* What is required *
Repeat the part of the records that opens with the line containing "segment cabinet door, every instance" and closes with the line containing "[[[182,77],[205,76],[208,42],[202,41],[183,44]]]", including both of those lines, exactly as they appear.

(Items from a data source)
____________
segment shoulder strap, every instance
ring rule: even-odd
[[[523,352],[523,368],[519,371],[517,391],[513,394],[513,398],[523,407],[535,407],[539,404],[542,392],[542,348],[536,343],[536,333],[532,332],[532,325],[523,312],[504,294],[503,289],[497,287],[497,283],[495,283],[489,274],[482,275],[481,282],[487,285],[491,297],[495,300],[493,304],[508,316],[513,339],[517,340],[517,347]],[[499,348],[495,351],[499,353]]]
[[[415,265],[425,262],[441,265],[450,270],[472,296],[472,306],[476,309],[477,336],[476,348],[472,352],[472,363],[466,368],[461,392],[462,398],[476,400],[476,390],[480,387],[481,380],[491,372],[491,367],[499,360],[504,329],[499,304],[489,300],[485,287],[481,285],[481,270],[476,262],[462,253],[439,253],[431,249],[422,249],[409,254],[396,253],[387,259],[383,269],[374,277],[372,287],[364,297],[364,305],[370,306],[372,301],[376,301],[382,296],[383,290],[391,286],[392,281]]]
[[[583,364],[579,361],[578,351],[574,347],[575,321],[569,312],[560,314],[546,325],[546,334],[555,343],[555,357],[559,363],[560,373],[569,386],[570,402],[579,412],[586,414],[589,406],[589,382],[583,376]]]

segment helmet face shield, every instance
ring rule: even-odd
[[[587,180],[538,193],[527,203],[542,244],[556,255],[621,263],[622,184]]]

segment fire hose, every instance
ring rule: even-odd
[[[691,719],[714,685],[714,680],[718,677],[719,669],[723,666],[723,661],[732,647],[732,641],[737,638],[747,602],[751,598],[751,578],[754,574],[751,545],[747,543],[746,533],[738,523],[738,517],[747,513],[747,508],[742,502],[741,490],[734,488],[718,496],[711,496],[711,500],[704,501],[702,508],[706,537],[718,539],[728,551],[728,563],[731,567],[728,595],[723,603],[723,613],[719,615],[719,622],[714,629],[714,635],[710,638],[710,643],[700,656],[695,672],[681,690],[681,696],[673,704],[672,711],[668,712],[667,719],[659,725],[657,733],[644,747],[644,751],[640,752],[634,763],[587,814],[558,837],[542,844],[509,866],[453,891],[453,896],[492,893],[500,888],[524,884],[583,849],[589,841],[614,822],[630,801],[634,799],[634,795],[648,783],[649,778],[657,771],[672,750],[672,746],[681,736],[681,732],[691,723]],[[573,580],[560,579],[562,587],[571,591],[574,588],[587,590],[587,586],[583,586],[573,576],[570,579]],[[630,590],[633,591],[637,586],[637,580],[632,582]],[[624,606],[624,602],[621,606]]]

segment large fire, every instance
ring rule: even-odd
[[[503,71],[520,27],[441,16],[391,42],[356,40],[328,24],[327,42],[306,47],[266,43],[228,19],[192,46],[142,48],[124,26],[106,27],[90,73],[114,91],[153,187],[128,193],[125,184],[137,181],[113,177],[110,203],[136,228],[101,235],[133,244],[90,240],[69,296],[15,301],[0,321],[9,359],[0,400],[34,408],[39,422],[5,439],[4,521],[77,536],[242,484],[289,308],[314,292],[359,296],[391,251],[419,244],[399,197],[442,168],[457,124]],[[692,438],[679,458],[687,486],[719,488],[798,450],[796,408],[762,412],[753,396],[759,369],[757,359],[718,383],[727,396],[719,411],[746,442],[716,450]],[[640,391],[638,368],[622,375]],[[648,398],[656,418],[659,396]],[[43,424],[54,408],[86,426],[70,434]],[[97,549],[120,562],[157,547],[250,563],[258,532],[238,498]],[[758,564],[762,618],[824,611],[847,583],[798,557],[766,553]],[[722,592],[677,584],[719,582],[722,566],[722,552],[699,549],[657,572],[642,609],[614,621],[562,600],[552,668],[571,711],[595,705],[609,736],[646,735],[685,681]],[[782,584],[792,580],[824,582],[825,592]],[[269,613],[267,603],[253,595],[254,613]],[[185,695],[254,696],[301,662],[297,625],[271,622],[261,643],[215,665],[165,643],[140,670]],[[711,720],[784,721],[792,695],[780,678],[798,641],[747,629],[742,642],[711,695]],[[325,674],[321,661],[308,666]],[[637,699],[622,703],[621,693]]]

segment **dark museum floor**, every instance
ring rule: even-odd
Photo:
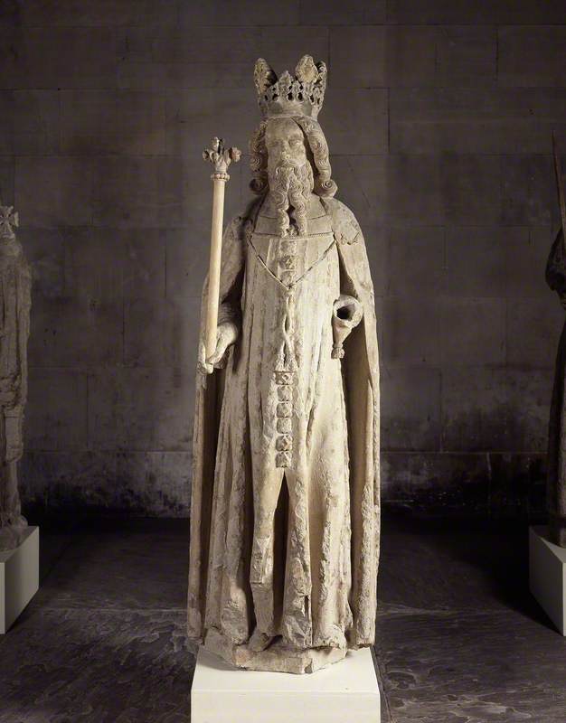
[[[0,636],[1,723],[189,721],[187,522],[81,528],[42,531],[40,592]],[[526,526],[495,530],[386,516],[383,721],[566,721],[566,639],[529,595]]]

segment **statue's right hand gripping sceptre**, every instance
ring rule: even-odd
[[[206,300],[204,355],[208,361],[216,349],[218,326],[218,305],[220,295],[220,269],[222,248],[222,219],[224,214],[224,186],[230,180],[227,170],[233,161],[241,155],[238,148],[224,148],[222,138],[212,138],[212,147],[203,153],[203,158],[214,166],[211,175],[212,181],[212,223],[211,229],[211,258],[208,273],[208,295]]]

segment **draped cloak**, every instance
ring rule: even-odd
[[[553,291],[561,296],[566,295],[563,231],[558,233],[551,249],[546,265],[546,281]],[[566,324],[556,354],[547,467],[546,504],[551,515],[551,527],[553,530],[566,528]]]
[[[261,248],[262,201],[223,237],[219,321],[235,323],[238,339],[224,369],[197,375],[188,634],[241,645],[258,626],[297,648],[369,645],[380,456],[365,244],[354,214],[321,199],[324,218],[308,221],[319,233],[295,240],[310,256],[286,286],[269,239]],[[206,295],[207,282],[203,309]],[[331,358],[340,295],[363,307],[342,360]],[[277,503],[265,509],[270,485]]]

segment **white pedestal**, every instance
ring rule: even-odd
[[[369,648],[314,673],[232,668],[201,648],[191,689],[192,723],[380,723]]]
[[[541,607],[566,635],[566,549],[552,544],[546,527],[529,528],[529,587]]]
[[[15,549],[0,552],[0,634],[39,589],[39,527],[28,527]]]

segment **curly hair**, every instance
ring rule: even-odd
[[[274,116],[262,120],[250,140],[250,168],[252,175],[250,188],[254,193],[265,193],[268,190],[268,149],[265,132],[269,121],[277,117],[281,117]],[[328,144],[320,124],[306,116],[293,116],[291,120],[294,120],[303,131],[313,155],[315,193],[324,198],[332,198],[338,187],[331,177]]]

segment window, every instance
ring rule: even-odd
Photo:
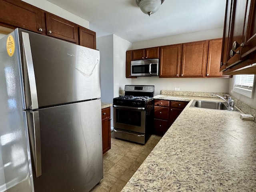
[[[233,90],[250,98],[253,98],[255,75],[235,75]]]

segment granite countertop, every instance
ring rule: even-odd
[[[190,101],[122,191],[256,190],[255,122],[240,112],[190,107],[217,98],[154,97],[170,96]]]
[[[106,108],[107,107],[111,107],[113,105],[112,103],[106,103],[104,102],[101,102],[101,109]]]

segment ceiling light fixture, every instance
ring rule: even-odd
[[[164,0],[136,0],[136,3],[140,10],[150,16],[157,11]]]

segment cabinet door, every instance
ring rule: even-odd
[[[244,45],[241,50],[242,58],[256,50],[256,0],[248,1],[244,31]]]
[[[79,27],[79,45],[96,49],[96,33],[86,28]]]
[[[145,57],[145,49],[137,49],[132,51],[132,60],[141,60],[144,59]]]
[[[22,1],[0,1],[0,22],[42,33],[42,10]]]
[[[182,77],[205,76],[208,42],[202,41],[183,44]]]
[[[48,35],[78,43],[77,25],[48,13],[46,13],[46,19]]]
[[[220,72],[222,42],[222,39],[209,41],[207,77],[230,77],[229,75],[222,75],[222,72]]]
[[[159,48],[147,48],[145,50],[145,59],[157,59],[159,58]]]
[[[244,27],[244,20],[246,9],[246,5],[248,0],[228,0],[227,6],[231,9],[229,12],[230,15],[228,18],[229,20],[229,24],[225,23],[225,27],[230,30],[228,34],[229,40],[227,45],[227,61],[224,64],[223,68],[228,68],[237,64],[241,61],[241,47],[232,47],[232,45],[235,42],[241,44],[243,41],[243,33]],[[226,23],[225,21],[225,23]],[[224,30],[226,30],[226,29]]]
[[[104,154],[111,148],[110,108],[102,110],[102,153]]]
[[[177,118],[180,115],[180,113],[183,110],[183,109],[178,109],[175,108],[172,108],[170,110],[170,123],[171,124],[176,120]]]
[[[160,77],[180,76],[182,51],[182,44],[160,47]]]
____________
* Solved exercise *
segment cabinet door, every instance
ring rule: even-odd
[[[244,45],[241,50],[242,58],[256,50],[256,0],[248,1],[244,31]]]
[[[79,27],[79,45],[96,49],[96,33],[86,28]]]
[[[145,57],[145,49],[137,49],[132,51],[132,60],[141,60],[144,59]]]
[[[22,1],[0,1],[0,22],[42,33],[42,10]]]
[[[182,77],[205,76],[208,42],[202,41],[183,44]]]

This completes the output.